▶ **Objective**
Extract every line of the records below and reproduce each one word for word.

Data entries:
────────────────────

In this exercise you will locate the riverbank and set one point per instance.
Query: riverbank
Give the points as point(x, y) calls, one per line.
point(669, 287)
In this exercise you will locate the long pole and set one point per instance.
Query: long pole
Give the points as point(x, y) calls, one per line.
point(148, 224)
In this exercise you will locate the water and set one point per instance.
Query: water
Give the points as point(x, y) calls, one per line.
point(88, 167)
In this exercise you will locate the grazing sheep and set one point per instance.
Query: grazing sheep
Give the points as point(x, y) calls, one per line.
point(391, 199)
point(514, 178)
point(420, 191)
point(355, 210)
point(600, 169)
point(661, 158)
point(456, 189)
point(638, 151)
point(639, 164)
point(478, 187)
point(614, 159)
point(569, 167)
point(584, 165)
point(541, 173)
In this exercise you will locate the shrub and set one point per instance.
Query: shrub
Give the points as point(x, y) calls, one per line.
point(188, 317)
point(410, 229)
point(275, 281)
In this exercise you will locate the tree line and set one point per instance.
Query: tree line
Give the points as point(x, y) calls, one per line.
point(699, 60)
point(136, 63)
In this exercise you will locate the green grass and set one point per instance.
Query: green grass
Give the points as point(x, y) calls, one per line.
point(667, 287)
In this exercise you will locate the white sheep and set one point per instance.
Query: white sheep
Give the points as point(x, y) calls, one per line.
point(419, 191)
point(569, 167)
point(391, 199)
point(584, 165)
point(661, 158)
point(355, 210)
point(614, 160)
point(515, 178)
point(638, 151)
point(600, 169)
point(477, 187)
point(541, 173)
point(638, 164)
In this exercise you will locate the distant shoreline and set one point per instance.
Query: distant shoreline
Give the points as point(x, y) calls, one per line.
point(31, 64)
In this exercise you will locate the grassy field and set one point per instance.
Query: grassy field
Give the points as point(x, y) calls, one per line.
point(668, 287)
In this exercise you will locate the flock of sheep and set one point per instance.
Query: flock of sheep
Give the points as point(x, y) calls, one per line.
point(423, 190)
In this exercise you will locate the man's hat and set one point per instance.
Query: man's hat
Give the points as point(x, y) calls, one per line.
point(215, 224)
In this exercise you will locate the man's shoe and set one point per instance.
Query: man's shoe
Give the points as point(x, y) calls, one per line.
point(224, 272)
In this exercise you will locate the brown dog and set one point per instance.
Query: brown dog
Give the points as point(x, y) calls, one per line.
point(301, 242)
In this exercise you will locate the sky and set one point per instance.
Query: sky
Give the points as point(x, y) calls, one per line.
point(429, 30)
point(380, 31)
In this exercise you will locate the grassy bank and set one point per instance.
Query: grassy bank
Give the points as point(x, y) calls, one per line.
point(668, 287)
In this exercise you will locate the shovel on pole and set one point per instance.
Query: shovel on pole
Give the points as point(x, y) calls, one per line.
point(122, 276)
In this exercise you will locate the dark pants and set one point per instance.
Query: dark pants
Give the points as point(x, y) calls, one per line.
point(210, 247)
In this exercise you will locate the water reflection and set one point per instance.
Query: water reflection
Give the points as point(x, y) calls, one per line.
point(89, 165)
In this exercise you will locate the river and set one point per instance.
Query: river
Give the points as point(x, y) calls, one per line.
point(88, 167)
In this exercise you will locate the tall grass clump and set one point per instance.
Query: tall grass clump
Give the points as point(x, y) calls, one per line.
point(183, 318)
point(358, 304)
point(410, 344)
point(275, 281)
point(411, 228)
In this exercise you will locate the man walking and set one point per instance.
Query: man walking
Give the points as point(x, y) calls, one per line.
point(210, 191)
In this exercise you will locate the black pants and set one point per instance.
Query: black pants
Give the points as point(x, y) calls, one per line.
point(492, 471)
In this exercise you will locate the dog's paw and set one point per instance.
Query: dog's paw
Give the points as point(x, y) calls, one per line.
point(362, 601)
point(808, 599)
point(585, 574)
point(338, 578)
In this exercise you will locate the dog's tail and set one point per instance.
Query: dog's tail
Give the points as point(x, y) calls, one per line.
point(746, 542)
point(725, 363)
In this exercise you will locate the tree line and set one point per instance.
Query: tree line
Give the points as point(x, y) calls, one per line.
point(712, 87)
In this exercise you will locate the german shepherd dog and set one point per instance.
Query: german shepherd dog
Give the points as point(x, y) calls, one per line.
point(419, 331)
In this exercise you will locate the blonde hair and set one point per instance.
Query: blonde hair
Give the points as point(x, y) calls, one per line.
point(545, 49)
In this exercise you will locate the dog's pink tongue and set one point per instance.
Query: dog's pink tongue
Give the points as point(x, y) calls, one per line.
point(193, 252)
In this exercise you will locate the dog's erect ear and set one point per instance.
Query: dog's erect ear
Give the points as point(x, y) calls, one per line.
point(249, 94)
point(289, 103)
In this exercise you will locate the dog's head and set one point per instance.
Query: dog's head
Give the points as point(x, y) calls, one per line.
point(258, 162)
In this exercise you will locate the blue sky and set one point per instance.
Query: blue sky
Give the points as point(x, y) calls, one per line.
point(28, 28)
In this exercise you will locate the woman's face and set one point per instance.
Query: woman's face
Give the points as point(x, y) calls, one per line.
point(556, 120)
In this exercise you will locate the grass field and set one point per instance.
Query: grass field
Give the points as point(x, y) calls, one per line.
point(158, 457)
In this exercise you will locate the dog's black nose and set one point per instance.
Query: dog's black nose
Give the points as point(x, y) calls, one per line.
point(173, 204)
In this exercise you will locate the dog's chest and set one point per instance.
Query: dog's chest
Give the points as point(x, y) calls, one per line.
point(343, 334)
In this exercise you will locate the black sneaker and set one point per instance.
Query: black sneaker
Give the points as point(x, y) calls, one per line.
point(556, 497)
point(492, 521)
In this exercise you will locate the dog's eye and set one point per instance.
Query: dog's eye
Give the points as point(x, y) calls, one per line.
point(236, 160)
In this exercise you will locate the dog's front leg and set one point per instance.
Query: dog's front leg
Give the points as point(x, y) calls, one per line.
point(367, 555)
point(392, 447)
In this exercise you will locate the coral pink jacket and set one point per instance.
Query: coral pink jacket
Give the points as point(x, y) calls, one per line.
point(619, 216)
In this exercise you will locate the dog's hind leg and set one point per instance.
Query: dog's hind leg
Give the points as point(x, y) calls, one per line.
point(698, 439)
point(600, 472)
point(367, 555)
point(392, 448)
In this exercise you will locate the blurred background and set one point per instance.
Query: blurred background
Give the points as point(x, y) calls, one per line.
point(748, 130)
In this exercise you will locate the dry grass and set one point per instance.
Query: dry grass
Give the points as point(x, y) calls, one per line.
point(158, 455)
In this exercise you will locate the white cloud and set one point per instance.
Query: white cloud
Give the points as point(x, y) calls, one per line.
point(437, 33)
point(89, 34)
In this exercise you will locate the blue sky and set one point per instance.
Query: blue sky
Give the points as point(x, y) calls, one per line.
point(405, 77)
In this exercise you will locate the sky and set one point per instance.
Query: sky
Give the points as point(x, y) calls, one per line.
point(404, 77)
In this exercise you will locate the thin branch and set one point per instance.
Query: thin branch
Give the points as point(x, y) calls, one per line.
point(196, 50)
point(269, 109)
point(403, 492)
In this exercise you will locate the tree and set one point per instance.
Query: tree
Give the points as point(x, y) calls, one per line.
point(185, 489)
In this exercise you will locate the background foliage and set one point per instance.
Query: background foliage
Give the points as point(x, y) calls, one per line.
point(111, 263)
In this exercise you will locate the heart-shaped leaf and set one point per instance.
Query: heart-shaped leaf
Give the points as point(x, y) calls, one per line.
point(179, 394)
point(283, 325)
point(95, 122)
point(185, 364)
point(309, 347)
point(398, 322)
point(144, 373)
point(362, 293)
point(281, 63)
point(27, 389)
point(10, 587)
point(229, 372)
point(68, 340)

────────────────────

▶ **Expected answer**
In this exercise you will locate the riverbank and set one point per instance.
Query: riverbank
Give the points as point(x, y) calls, one per line.
point(669, 287)
In this exercise you will locate the long pole and set one point per instance.
Query: long pole
Give the points as point(x, y) calls, one per line.
point(148, 224)
In this exercise you will locate the water and set one point per instance.
Query: water
Give the points as point(x, y) calls, one per line.
point(88, 167)
In this exercise you will locate the grazing sheep and set one point per instance.
Query: grazing sheep
Give the points as point(x, y) calls, one per line.
point(391, 199)
point(514, 178)
point(420, 191)
point(355, 210)
point(600, 169)
point(661, 158)
point(456, 189)
point(638, 151)
point(639, 164)
point(478, 187)
point(614, 159)
point(569, 167)
point(584, 165)
point(541, 173)
In this exercise you will locate the shrub and set one point per instance.
Query: shrub
Give the points as point(x, y) calls, one per line.
point(188, 317)
point(410, 229)
point(275, 281)
In this exercise you will locate the tree line and set one point per instance.
Query: tree line
Give the points as point(x, y) calls, one per line.
point(699, 60)
point(136, 63)
In this exercise you will locate the green grass and set one point per instance.
Query: green grass
Give the points as point(x, y) calls, one per line.
point(667, 287)
In this exercise you will locate the white sheep and set one point per instance.
Query: white sheep
Give the points as point(x, y) calls, one per line.
point(419, 191)
point(569, 167)
point(391, 199)
point(584, 165)
point(661, 158)
point(355, 210)
point(614, 160)
point(515, 178)
point(638, 151)
point(600, 169)
point(477, 187)
point(541, 173)
point(638, 164)
In this exercise you will locate the distant shoreline and set one point per instance.
Query: distant shoreline
Give the points as point(x, y) calls, one per line.
point(31, 64)
In this exercise you will locate the grassy field and set one point per instance.
Query: grassy field
Give the points as point(x, y) calls, one per line.
point(668, 287)
In this exercise you will locate the flock of sheep and set one point per instance.
Query: flock of sheep
Give the points as point(x, y) calls, one per line.
point(423, 190)
In this exercise you will locate the man's hat and set one point per instance.
Query: man's hat
Give the points as point(x, y) calls, one per line.
point(215, 224)
In this exercise you will locate the man's shoe and set one point per instance.
Query: man's shoe
Give the points as point(x, y) calls, one per line.
point(224, 272)
In this exercise you will locate the brown dog and set one point per instance.
Query: brown dog
Give the points as point(x, y) calls, one per line.
point(301, 242)
In this exercise you will locate the sky and set one point per instance.
Query: sky
Give the points as point(x, y) calls, one per line.
point(429, 30)
point(380, 31)
In this exercise you will locate the grassy bank and set one point per instance.
Query: grassy bank
Give the points as point(x, y) calls, one per line.
point(668, 287)
In this exercise you will locate the shovel on pole and set one point per instance.
Query: shovel on pole
Give the points as point(x, y) calls, one per line.
point(122, 276)
In this exercise you will locate the dark pants and set one point per instance.
Query: dark pants
Give the points as point(x, y) calls, one per line.
point(210, 247)
In this exercise you will locate the water reflection and set one point per instance.
Query: water reflection
Give the points as point(x, y) calls, one per line.
point(89, 165)
In this exercise you will locate the river and set one point per instance.
Query: river
Give the points as point(x, y) calls, one per line.
point(88, 167)
In this exercise you will locate the tall grass clump and set one point per instance.
Query: tall grass clump
Give the points as point(x, y) calls, one per line.
point(183, 318)
point(358, 304)
point(410, 344)
point(275, 281)
point(411, 228)
In this exercise you will locate the man walking and set one point per instance.
Query: man walking
Give the points as point(x, y) calls, one per line.
point(210, 191)
In this exercise you will locate the black pants and set one point per instance.
Query: black pants
Give the points as point(x, y) calls, one per line.
point(492, 471)
In this exercise you will locate the dog's paw and set one point per instance.
Query: dog's paw
Give the points as point(x, y) calls, one per line.
point(362, 601)
point(808, 599)
point(585, 574)
point(338, 578)
In this exercise you will locate the dog's tail and set one point per instance.
Query: dog's tail
Give the points as point(x, y) calls, one per line.
point(746, 542)
point(725, 363)
In this exercise you will locate the tree line and set one point per instance.
Query: tree line
Give the points as point(x, y) calls, one per line.
point(712, 87)
In this exercise you will locate the german shepherd dog and set one point per instance.
Query: german shepherd dog
Give the points as point(x, y) calls, one per line.
point(419, 331)
In this exercise you will locate the blonde hair and set one point per instance.
Query: blonde hair
Give the points as point(x, y) calls, one per line.
point(545, 49)
In this exercise you will locate the dog's pink tongue and set one point per instance.
Query: dog's pink tongue
Give the points as point(x, y) calls, one per line.
point(193, 252)
In this exercise you will locate the dog's erect ear and set one point per instance.
Query: dog's erect ear
Give the points as point(x, y) calls, one per line.
point(249, 94)
point(289, 103)
In this exercise you will locate the dog's head and set one point per instance.
Query: dog's head
Give the points as point(x, y) calls, one per line.
point(258, 162)
In this exercise you will locate the blue sky and set one point per instance.
Query: blue sky
Give the points as point(x, y) calls, one per line.
point(28, 28)
In this exercise you will locate the woman's face and set one point per instance.
Query: woman's face
Give the points as point(x, y) calls, one per line.
point(556, 120)
In this exercise you will locate the grass field and set one point per instance.
Query: grass field
Give the points as point(x, y) calls, one per line.
point(158, 457)
In this exercise you will locate the dog's black nose and set one point per instance.
Query: dog's black nose
Give the points as point(x, y) calls, one per line.
point(173, 204)
In this exercise you will locate the dog's chest and set one point per instance.
Query: dog's chest
Give the points as point(x, y) calls, one per line.
point(343, 334)
In this exercise you will locate the black sneaker and set one point per instance.
Query: black sneaker
Give the points as point(x, y) calls, one per line.
point(556, 497)
point(492, 521)
In this exercise you will locate the dog's eye and set one point per instance.
Query: dog's eye
Give the points as point(x, y) calls, one per line.
point(236, 160)
In this exercise you will locate the dog's front leg and set one point per instance.
Query: dog's front leg
Give the points as point(x, y) calls, one per line.
point(367, 555)
point(392, 447)
In this exercise you will locate the coral pink jacket and set one point per instance.
Query: coral pink jacket
Give the points as point(x, y) calls, one per line.
point(619, 216)
In this exercise you will locate the dog's hind leg and set one point per instance.
Query: dog's hind leg
Give the points as point(x, y) calls, one per line.
point(698, 439)
point(600, 472)
point(367, 555)
point(392, 448)
In this exercise you will locate the blurred background and set one point per instance.
Query: blurred background
Give the points as point(x, y) calls, one per line.
point(748, 130)
In this exercise you will locate the dry grass and set one point per instance.
Query: dry grass
Give the points as point(x, y) calls, one per line.
point(158, 455)
In this exercise you will locate the white cloud and set one point per instance.
Query: white cloud
Give the points as point(x, y) calls, one per line.
point(437, 33)
point(89, 34)
In this exercise you will locate the blue sky and set one point per instance.
Query: blue sky
Give the points as point(x, y) calls, one per line.
point(405, 77)
In this exercise you will locate the sky and set one point per instance.
Query: sky
Give the points as point(x, y) calls, one per line.
point(404, 77)
In this exercise you will locate the thin branch and set one point per instance.
Query: thin branch
Give the points as point(x, y) calls, one per line.
point(196, 50)
point(269, 109)
point(403, 492)
In this exercise you will locate the tree and set one point per instance.
Query: tree
Give the points as point(x, y) calls, one per line.
point(185, 489)
In this exercise you will locate the background foliage and set one point per instance.
Query: background foliage
Give the points as point(x, y) calls, one per line.
point(111, 263)
In this exercise you will locate the heart-shaped leaf and set one point per instance.
Query: heart-shaped leaf
Give the points as point(x, y) calls, one per line.
point(179, 394)
point(283, 325)
point(95, 122)
point(185, 364)
point(309, 347)
point(398, 322)
point(144, 373)
point(362, 293)
point(281, 63)
point(27, 389)
point(10, 587)
point(229, 372)
point(68, 340)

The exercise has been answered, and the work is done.